* _Aim of the task_
Write out all of the entries below again, replacing "a dot for each instance" with "one dot per instance" wherever it appears and keeping everything else unchanged. Leave the pictures out.

Saved data entries:
/---

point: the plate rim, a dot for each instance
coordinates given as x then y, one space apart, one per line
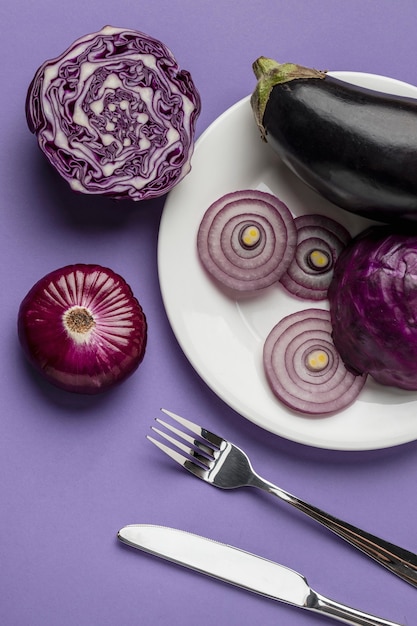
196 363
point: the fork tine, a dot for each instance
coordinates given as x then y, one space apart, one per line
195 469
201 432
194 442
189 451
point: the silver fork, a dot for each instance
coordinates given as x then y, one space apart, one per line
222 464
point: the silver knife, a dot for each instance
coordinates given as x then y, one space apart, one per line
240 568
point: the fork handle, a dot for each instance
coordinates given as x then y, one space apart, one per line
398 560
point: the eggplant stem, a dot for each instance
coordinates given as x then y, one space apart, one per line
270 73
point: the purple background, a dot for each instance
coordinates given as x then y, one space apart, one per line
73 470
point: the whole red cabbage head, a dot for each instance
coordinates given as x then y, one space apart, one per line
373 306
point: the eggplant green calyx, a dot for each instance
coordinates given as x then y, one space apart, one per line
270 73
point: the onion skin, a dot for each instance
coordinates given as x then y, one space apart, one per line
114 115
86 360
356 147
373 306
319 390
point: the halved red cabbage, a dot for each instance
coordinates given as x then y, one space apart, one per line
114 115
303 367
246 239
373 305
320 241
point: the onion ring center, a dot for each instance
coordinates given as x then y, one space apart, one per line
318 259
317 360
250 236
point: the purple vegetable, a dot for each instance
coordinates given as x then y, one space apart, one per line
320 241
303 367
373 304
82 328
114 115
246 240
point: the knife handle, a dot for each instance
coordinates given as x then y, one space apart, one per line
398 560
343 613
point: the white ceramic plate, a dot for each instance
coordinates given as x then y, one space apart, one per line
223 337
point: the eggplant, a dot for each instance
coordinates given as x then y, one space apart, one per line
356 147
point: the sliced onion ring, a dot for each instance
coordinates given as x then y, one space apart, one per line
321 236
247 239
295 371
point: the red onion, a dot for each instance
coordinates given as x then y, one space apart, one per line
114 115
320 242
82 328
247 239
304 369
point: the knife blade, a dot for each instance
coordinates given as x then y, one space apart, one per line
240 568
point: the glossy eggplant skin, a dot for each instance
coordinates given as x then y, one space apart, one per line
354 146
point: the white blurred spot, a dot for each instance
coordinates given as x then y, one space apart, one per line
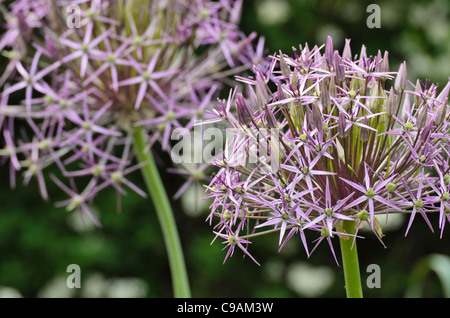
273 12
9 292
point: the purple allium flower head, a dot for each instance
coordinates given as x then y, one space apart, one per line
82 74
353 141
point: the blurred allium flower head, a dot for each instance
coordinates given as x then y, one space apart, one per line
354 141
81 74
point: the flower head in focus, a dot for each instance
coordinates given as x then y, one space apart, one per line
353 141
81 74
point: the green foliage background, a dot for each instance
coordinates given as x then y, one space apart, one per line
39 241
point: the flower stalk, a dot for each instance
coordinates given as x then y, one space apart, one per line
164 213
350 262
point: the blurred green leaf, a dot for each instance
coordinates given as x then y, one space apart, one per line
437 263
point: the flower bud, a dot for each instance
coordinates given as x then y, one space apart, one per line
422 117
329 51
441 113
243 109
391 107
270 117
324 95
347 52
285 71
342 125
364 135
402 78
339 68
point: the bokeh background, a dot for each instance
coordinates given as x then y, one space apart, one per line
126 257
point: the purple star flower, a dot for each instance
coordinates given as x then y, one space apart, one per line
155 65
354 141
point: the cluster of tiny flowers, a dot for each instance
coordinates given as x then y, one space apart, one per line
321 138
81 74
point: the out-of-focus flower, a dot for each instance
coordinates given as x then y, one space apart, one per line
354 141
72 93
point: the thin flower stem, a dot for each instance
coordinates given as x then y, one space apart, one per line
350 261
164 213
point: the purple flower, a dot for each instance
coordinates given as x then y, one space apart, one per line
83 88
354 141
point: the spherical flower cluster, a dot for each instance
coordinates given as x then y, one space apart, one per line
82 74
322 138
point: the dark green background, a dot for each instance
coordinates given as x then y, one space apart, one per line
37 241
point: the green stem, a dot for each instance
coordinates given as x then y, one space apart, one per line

\---

* _Written answer_
point: the plate rim, one dot per instance
coordinates given as x then y, one space apart, one per line
196 363
point: the fork tine, one dot per instance
coordinates given as x then y, one space apart, one per line
195 469
201 432
194 442
189 451
point: the silver fork, one dot per instance
coordinates given as x then y, one space apart, one per line
222 464
point: the silver knife, one dot per instance
coordinates given as x then y, one space apart, one per line
240 568
point: the fork handle, one dot per instance
coordinates given as x then y, one space apart, one per line
398 560
point: the eggplant stem, one dot per instance
coordinates given as x then y, one space apart, one per line
270 73
point: the purple background, one dot per instance
coordinates given as x then y, one space apart, one per line
73 470
point: the whole red cabbage head, one dot per instance
coordinates given as x then y, one space apart, one per line
373 306
point: the eggplant green calyx, one dot per instance
coordinates given as x then y, one space apart, one per line
270 73
point: the onion skin, one dot per instance
coordinates given as x then y, one space apart, one per line
114 115
86 360
356 147
373 306
319 390
point: the halved red cabbage, one dot per instance
coordinates given as x then y, one space apart, one per line
114 115
303 367
246 239
373 305
320 241
point: the onion ring center, one dot per instance
coordinates given as x then y, one space apart, one per line
318 259
317 360
250 236
point: the purple vegetable, one dot per instance
coordinates given as x then y, one space apart, one per line
320 241
303 367
373 304
82 328
114 115
246 240
point: the knife handle, one dot per instance
coordinates given as x then y, one space apart, one per line
398 560
343 613
point: the white ceramic plate, one dot per instance
coordinates given as x then y, one space apart, one per line
223 337
point: the eggplant, one dot per instance
coordinates given as x then y, one space apart, one per line
356 147
point: the sliced onion ring, one dot per instance
coordinates given as x then y, one space apart, one per line
321 236
247 239
295 371
point: the red onion, one dot per instance
coordinates given as x then y, one space apart, one per line
114 115
320 242
82 328
247 239
304 369
point: the knife blade, one dot per instance
coordinates given as x then y, one space apart, one per line
240 568
point: the glossy eggplant skin, one dot per instance
coordinates given as x then y, one space apart, one per line
354 146
point: the white blurred spot, one dot per instance
coordinates given as x then y, one space apart, one per line
273 12
9 292
point: the purple allium flower head, one dot per instance
coordinates given as x then y, one space apart, one per line
82 74
353 141
point: the blurred allium flower head, one dot per instance
coordinates given as x then y, one space apart, one per line
354 141
81 74
point: the flower head in focus, one dot per instance
coordinates given as x then y, one space apart, one per line
353 141
81 74
point: the green foliage background, one dot per instance
coordinates given as x then y, one space apart, one per line
39 241
point: the flower stalk, one dot per instance
coordinates given as x then y, one space apart, one per line
164 213
350 262
point: the blurred green leaf, one dot per instance
coordinates given as x then y, one space apart, one per line
437 263
point: the flower bud, one dot per instance
coordinates given as x then y, one space apart, one per line
422 117
329 51
441 113
243 109
391 107
270 117
324 95
347 52
285 71
342 125
364 135
402 78
339 68
point: the bokeh background, one dot per instance
coordinates given as x then y, one space apart, one per line
126 257
point: the purple star flower, one dot per instance
coordinates given as x then y, one space apart, one per line
155 65
354 141
point: the cluster of tiny flowers, one dot per instance
coordinates given as x then y, one space apart, one per line
321 138
81 74
point: the out-of-focus flower, one dot per instance
coordinates given as x then y, one space apart, one per line
354 141
72 93
point: the thin flower stem, one dot per instance
coordinates given as x then y, one space apart, one per line
350 261
164 213
point: the purple flower, one dot per instance
coordinates given as x then y, one space apart, one per line
83 88
354 141
point: the spherical flower cluster, one dot per instance
coordinates given as x then y, one space apart, one per line
82 74
322 138
point: the dark green background, one dot per instance
coordinates given as x then y, one space apart, one per line
37 241
point: the green stem, one dot per instance
coordinates given as x then y, one space apart, one per line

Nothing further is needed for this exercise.